***** Records for processing

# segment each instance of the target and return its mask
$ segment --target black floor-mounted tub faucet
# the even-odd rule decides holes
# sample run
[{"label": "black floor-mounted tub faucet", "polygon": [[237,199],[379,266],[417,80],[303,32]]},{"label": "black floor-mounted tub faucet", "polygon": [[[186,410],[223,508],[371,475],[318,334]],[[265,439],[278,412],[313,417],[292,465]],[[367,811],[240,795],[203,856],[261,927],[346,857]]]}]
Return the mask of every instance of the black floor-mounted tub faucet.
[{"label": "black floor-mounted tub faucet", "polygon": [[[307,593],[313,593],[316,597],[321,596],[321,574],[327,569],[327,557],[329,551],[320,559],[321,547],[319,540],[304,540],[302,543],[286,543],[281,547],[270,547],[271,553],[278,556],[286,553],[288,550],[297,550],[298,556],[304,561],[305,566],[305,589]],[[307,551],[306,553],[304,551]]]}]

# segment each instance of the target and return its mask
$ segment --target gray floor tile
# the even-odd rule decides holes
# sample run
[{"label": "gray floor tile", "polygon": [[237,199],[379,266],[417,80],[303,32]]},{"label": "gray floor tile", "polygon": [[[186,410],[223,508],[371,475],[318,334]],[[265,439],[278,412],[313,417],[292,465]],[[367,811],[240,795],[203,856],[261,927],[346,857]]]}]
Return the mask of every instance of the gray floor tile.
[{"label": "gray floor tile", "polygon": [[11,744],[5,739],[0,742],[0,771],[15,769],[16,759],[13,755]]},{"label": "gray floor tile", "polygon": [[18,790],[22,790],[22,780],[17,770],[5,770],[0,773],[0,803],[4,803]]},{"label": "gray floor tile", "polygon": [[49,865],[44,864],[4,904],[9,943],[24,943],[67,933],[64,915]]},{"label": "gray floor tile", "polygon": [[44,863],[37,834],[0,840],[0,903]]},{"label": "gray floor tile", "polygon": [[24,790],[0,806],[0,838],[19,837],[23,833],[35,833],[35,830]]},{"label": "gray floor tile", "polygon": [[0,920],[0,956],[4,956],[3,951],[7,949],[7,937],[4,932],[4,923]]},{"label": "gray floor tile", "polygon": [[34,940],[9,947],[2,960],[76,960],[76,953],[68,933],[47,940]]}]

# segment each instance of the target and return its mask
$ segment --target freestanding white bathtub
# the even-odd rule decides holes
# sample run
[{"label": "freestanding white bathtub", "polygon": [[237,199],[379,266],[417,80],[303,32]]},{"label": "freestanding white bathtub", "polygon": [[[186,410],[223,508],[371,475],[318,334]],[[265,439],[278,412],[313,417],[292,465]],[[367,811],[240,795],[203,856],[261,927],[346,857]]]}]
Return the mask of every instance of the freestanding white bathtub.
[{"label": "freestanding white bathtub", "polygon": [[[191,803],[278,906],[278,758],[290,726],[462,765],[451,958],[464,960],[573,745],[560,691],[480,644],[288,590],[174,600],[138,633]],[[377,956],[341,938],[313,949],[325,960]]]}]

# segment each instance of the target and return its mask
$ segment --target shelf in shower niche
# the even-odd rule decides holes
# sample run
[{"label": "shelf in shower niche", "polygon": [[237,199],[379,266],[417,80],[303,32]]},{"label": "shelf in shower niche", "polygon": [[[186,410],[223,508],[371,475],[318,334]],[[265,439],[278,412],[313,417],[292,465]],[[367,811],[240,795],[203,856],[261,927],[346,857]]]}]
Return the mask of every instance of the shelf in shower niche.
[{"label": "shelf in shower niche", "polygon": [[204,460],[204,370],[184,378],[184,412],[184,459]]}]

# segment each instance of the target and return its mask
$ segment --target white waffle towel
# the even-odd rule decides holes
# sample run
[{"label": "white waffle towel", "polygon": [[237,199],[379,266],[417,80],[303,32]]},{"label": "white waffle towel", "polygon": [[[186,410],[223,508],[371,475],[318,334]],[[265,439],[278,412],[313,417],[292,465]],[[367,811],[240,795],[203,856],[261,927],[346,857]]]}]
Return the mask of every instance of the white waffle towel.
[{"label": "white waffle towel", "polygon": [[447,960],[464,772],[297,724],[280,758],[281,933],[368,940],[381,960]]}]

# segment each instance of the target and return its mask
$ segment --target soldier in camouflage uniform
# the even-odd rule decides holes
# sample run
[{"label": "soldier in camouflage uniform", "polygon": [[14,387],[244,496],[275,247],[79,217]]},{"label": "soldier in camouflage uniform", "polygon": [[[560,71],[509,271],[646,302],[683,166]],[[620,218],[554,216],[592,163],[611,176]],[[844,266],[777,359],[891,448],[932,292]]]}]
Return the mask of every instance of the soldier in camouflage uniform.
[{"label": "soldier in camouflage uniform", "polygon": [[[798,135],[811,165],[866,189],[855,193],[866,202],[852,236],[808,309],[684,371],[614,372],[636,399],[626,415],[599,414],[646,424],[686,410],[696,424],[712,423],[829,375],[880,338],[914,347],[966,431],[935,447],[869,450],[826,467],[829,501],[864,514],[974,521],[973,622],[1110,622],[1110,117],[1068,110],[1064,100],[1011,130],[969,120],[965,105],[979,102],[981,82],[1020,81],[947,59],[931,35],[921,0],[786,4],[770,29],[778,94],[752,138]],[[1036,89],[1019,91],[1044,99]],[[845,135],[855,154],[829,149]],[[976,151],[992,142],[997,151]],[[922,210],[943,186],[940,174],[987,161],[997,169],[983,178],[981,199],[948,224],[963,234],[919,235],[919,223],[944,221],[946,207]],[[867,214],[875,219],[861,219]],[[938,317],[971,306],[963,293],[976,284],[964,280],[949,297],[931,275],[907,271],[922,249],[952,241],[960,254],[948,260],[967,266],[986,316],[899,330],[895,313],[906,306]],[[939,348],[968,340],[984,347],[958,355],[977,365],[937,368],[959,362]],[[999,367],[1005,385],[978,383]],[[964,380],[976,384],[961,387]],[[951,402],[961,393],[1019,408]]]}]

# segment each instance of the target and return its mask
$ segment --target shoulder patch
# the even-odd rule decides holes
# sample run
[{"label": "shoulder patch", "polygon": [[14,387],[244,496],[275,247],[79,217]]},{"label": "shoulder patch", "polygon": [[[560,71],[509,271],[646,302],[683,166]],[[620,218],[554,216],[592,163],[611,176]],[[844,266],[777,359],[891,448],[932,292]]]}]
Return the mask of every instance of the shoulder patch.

**********

Exercise prompt: Please repeat every entry, exactly as it was written.

Response:
# segment each instance of the target and return its mask
$ segment --target black floor-mounted tub faucet
# the even-odd rule decides holes
# sample run
[{"label": "black floor-mounted tub faucet", "polygon": [[237,199],[379,266],[417,80],[303,32]]},{"label": "black floor-mounted tub faucet", "polygon": [[[186,410],[223,508],[371,475],[318,334]],[[265,439],[278,412],[313,417],[292,465]],[[367,811],[240,795],[203,856],[261,927],[346,857]]]}]
Return the mask of every instance of the black floor-mounted tub faucet.
[{"label": "black floor-mounted tub faucet", "polygon": [[[307,593],[313,593],[316,597],[321,596],[321,574],[327,569],[327,557],[329,551],[320,559],[321,547],[319,540],[304,540],[302,543],[286,543],[281,547],[270,547],[271,553],[278,556],[286,553],[288,550],[297,550],[298,556],[304,561],[305,566],[305,589]],[[307,551],[306,553],[304,551]]]}]

# segment each instance of the target and return its mask
$ segment --target gray floor tile
# the even-odd rule decides holes
# sample run
[{"label": "gray floor tile", "polygon": [[237,199],[379,266],[417,80],[303,32]]},{"label": "gray floor tile", "polygon": [[[186,410],[223,508],[371,475],[318,334]],[[265,439],[278,412],[313,417],[292,465]],[[367,811],[240,795],[203,856],[261,927],[346,857]]]}]
Return the mask of every instance of the gray floor tile.
[{"label": "gray floor tile", "polygon": [[11,744],[5,739],[0,742],[0,771],[15,769],[16,759],[13,755]]},{"label": "gray floor tile", "polygon": [[18,790],[22,790],[22,780],[17,770],[5,770],[0,773],[0,803],[4,803]]},{"label": "gray floor tile", "polygon": [[49,865],[44,864],[4,904],[9,943],[24,943],[67,933],[64,915]]},{"label": "gray floor tile", "polygon": [[44,863],[37,834],[0,840],[0,903]]},{"label": "gray floor tile", "polygon": [[24,790],[0,806],[0,838],[19,837],[23,833],[35,833],[35,830]]},{"label": "gray floor tile", "polygon": [[0,920],[0,956],[4,956],[3,951],[7,949],[7,937],[4,932],[4,923]]},{"label": "gray floor tile", "polygon": [[34,940],[9,947],[2,960],[76,960],[76,953],[68,933],[47,940]]}]

# segment each instance of the target and return its mask
$ segment --target freestanding white bathtub
# the even-odd rule decides holes
# sample run
[{"label": "freestanding white bathtub", "polygon": [[237,199],[379,266],[417,80],[303,32]]},{"label": "freestanding white bathtub", "polygon": [[[186,410],[223,508],[371,475],[318,334]],[[265,439],[278,412],[313,417],[292,465]],[[367,811],[240,795],[203,856],[261,927],[346,857]]]}]
Return the mask of every instance of the freestanding white bathtub.
[{"label": "freestanding white bathtub", "polygon": [[[191,803],[278,906],[278,758],[290,726],[462,765],[451,958],[464,960],[573,745],[560,691],[480,644],[288,590],[174,600],[138,633]],[[377,956],[341,938],[313,949],[325,960]]]}]

# segment each instance of the target and return its mask
$ segment --target shelf in shower niche
# the even-odd rule decides holes
# sample run
[{"label": "shelf in shower niche", "polygon": [[237,199],[379,266],[417,80],[303,32]]},{"label": "shelf in shower niche", "polygon": [[[186,410],[223,508],[371,475],[318,334]],[[265,439],[278,412],[313,417],[292,465]],[[367,811],[240,795],[203,856],[261,927],[346,857]]]}]
Return the mask of every instance of the shelf in shower niche.
[{"label": "shelf in shower niche", "polygon": [[204,460],[204,370],[184,378],[184,412],[184,459]]}]

# segment each instance of the target and return its mask
$ segment --target white waffle towel
# the even-odd rule decides holes
# sample run
[{"label": "white waffle towel", "polygon": [[237,199],[379,266],[417,80],[303,32]]},{"label": "white waffle towel", "polygon": [[[186,410],[223,508],[371,475],[318,334]],[[265,439],[278,412],[313,417],[292,465]],[[367,811],[240,795],[203,856],[261,927],[346,857]]]}]
Return the mask of every instance of the white waffle towel.
[{"label": "white waffle towel", "polygon": [[447,960],[464,772],[297,724],[280,758],[281,933],[368,940],[381,960]]}]

# segment each instance of the target and return its mask
$ segment --target soldier in camouflage uniform
# the even-odd rule decides holes
# sample run
[{"label": "soldier in camouflage uniform", "polygon": [[14,387],[244,496],[275,247],[79,217]]},{"label": "soldier in camouflage uniform", "polygon": [[[560,71],[509,271],[646,302],[683,166]],[[620,218],[554,216],[592,163],[611,176]],[[844,266],[777,359],[891,448],[932,292]]]}]
Return the mask of every instance of the soldier in camouflage uniform.
[{"label": "soldier in camouflage uniform", "polygon": [[[798,135],[811,165],[866,189],[855,193],[866,202],[852,236],[808,309],[684,371],[614,372],[636,399],[626,415],[599,414],[646,424],[686,410],[696,424],[712,423],[829,375],[880,338],[914,347],[966,431],[935,447],[869,450],[826,467],[829,501],[864,514],[974,521],[973,622],[1110,622],[1110,117],[1068,110],[1064,100],[1011,130],[969,120],[965,105],[979,102],[981,82],[1020,81],[947,59],[931,35],[921,0],[786,4],[770,29],[778,94],[752,138]],[[1036,89],[1019,91],[1044,99]],[[845,135],[855,154],[829,149]],[[976,151],[992,142],[997,151]],[[922,210],[943,186],[940,174],[987,161],[997,169],[983,178],[981,199],[948,224],[963,234],[919,235],[919,223],[944,221],[946,207]],[[867,214],[875,219],[861,219]],[[938,317],[971,306],[963,293],[976,284],[964,280],[949,297],[931,275],[907,271],[922,249],[952,241],[960,254],[948,260],[967,266],[986,316],[899,330],[895,313],[906,306]],[[939,348],[968,340],[984,347],[958,355],[977,365],[937,368],[959,362]],[[999,367],[1005,385],[978,383]],[[964,380],[976,384],[961,387]],[[951,402],[961,393],[1019,408]]]}]

# segment each instance of the target and return its mask
$ segment --target shoulder patch
# the even-odd rule decides holes
# sample run
[{"label": "shoulder patch", "polygon": [[14,387],[244,496],[275,247],[79,217]]},{"label": "shoulder patch", "polygon": [[[560,71],[509,271],[646,302],[683,166]],[[620,218],[554,216],[592,163],[611,176]],[[844,266],[777,359],[891,448],[932,292]]]}]
Return the mask of every instance of the shoulder patch.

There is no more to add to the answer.